**What is required**. Rescale the part of the items that opens with the line containing "Place a point on every instance of the arched" and runs through the end of the items: reproduce every line, requests included, with each point coordinate in the answers multiplied by 1.25 and rounded to a whole number, halves rounded up. Output only that part.

====== Given data

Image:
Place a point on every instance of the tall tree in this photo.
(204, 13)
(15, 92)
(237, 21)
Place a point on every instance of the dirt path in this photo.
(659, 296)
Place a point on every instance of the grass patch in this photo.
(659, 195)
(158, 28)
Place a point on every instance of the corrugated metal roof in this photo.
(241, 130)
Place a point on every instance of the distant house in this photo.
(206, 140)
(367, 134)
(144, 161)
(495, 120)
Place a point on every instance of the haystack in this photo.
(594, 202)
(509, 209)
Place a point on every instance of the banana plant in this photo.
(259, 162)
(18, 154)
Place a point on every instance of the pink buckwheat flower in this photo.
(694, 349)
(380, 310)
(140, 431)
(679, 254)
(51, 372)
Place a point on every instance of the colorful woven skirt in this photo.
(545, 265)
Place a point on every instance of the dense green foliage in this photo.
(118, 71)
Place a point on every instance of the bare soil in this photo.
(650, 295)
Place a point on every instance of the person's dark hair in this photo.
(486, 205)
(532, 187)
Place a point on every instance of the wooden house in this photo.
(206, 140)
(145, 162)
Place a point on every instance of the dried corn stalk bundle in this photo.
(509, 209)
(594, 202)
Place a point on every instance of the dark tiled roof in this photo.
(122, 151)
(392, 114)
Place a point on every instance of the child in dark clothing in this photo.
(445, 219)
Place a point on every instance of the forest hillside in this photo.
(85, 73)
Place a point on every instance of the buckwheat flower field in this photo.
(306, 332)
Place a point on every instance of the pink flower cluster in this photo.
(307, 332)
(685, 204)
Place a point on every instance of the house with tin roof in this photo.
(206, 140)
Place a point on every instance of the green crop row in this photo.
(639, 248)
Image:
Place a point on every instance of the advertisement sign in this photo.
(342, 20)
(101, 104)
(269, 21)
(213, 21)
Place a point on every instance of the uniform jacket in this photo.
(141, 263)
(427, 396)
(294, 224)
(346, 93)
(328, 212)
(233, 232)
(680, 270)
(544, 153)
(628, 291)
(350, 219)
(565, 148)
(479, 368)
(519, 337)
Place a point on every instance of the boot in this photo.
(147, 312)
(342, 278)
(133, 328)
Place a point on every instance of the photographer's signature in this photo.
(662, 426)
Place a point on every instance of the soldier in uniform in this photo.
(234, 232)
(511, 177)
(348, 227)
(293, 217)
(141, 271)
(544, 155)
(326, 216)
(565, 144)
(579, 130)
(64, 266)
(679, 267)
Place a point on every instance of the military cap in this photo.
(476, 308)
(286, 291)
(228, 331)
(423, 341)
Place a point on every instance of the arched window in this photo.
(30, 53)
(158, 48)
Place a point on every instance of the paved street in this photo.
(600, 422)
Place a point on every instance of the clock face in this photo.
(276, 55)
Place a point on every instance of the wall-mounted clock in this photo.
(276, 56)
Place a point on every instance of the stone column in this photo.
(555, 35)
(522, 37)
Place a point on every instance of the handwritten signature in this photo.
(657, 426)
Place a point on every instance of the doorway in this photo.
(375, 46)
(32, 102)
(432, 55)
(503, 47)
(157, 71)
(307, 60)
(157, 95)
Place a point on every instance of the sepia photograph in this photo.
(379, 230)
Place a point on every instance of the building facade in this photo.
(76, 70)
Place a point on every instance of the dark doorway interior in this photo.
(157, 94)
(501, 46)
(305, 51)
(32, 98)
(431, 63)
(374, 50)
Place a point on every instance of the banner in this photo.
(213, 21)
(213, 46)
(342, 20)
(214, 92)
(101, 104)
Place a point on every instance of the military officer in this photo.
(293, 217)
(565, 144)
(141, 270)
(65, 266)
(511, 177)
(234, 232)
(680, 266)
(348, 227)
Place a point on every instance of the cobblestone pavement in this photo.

============

**Written response**.
Place a point on every instance of the arched window in this photo.
(38, 66)
(198, 60)
Place a point on every instance of the paved street in this photo.
(750, 528)
Place a point on every instance of the clock face in this photo.
(345, 69)
Place a point on every instance of the wall-mounted clock in this photo.
(345, 70)
Place a point on every instance of the stone column in this photo.
(694, 44)
(653, 46)
Place a point on every instance of the handwritten signature in this photo.
(821, 533)
Place a point on every instance of the doorway in this photo.
(469, 58)
(40, 128)
(540, 69)
(629, 59)
(196, 89)
(384, 75)
(196, 119)
Place a point on every instance of the sepia photograph in this photo.
(474, 288)
Place a point on every instance of the building facade in this photo.
(95, 88)
Place a point on every instance of the dark doorway interior in this photo.
(196, 118)
(626, 58)
(381, 64)
(40, 123)
(539, 79)
(468, 63)
Place a point on every instance of the banner in this photo.
(266, 26)
(266, 58)
(428, 25)
(268, 115)
(126, 130)
Place a point on every instance of the military officer in this photo.
(366, 271)
(706, 180)
(176, 338)
(81, 333)
(639, 221)
(293, 290)
(850, 333)
(435, 284)
Place a point on every instance of the cobblestone pavement in this photo.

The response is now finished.